== 文書セクション ==
================================

名古屋大学医学部附属病院 輸血部の松下正教授、鈴木伸明講師、医学系研究科 血液・腫瘍内科学の清井仁教授、岡本修一当時大学院生らの研究グループは、von Willebrand 病(VWD)の最重症型である Type3 VWD の発症に関わる新規遺伝子変異 VWF c8254G→A (p.Gly2752Ser)を同定し、その分子病態について検討を行いました。
von Willebrand factor (VWF)は主に血管内皮細胞で産生され、多量体(multimer)構造を呈する糖蛋白質で、血管損傷部位における血小板の粘着・凝集(一次止血)や流血中の第 VIII 因子の安定化作用を担っています。この VWF の量的・質的異常によって出血傾向を生じる病気が VWD です。
VWD は 3 病型に大別されますが、最重症型である Type3 は、「VWF の完全欠損」によって出血傾向を生じ、頻回の VWF 含有製剤の補充を余儀なくされます。松下教授らは、その出血症状の程度には幅があり、中には出血症状が軽度で VWF 含有製剤による頻回の補充を必要としない患者さんがいることに注目していました。

================================

点指定によるインスタンス位置特定データ:

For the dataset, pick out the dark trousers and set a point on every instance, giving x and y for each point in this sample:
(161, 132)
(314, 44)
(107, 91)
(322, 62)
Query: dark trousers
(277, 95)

================================

== 作業指示 ==
1. von Willebrand病の研究を紹介する本文で、研究グループの一員として名前が挙がっている人物の氏名をすべて列挙してください。
2. von Willebrand病の研究を紹介する本文の最後の文に続けて、その続きを書き進めてください。

== 問題の解答 ==
1. 松下正、鈴木伸明、清井仁、岡本修一

2.
今回、その理由を調べるために、患者さんの協力を得て、遺伝子解析、血液と血管内皮細胞レベルにおける VWF 発現の状態を検討する機会を得ました。その結果 p.Gly2752Ser という新たな遺伝子変異を同定しました。
また、この遺伝子異常は、VWF 蛋白を構成する「ダイマー」という分子の形の成り立ちを阻害する可能性があり、p.Gly2752Ser では血液中に健常人の 1/100 程度の VWF が存在し、さらに血管内皮細胞レベルでもわずかに発現していることを確認しました。加えて、この遺伝子変異を強制発現させることで、変異 VWF についてより詳しい検討を行いました。
現在 type3 VWD は「VWF の完全欠損」と理解されていますが、今回の研究成果は、type3 VWDには「VWF の完全欠損」に収斂され得ない、より複雑で多様な病態が包含されている可能性を示すとともに、その病態が出血症状の程度に幅をもたらしていることから、治療に多様性を持たせる必要性を推察できるものです。
本研究は名古屋大学医学部生命倫理委員会の承認を得て行いました。(承認番号 2015-0391, 2016-0477)本研究成果は「Journal of Thrombosis and Haemostasis」誌(2022 年 8 月 20 日版)に掲載されました。

 

【ポイント】

○本研究で、von Willebrand 病(VWD)の最重症型「type3 VWD」の新たな病因遺伝子変異である p.Gly2752Ser を同定しました。
○p.Gly2752Ser は VWF 分子のダイマー形成を阻害し、血液、血管内皮細胞レベルでの微量なVWF の発現を認め、Type3 VWD には「VWF の完全欠損」という既存の概念よりも複雑な分子病態が含まれることを確認しました。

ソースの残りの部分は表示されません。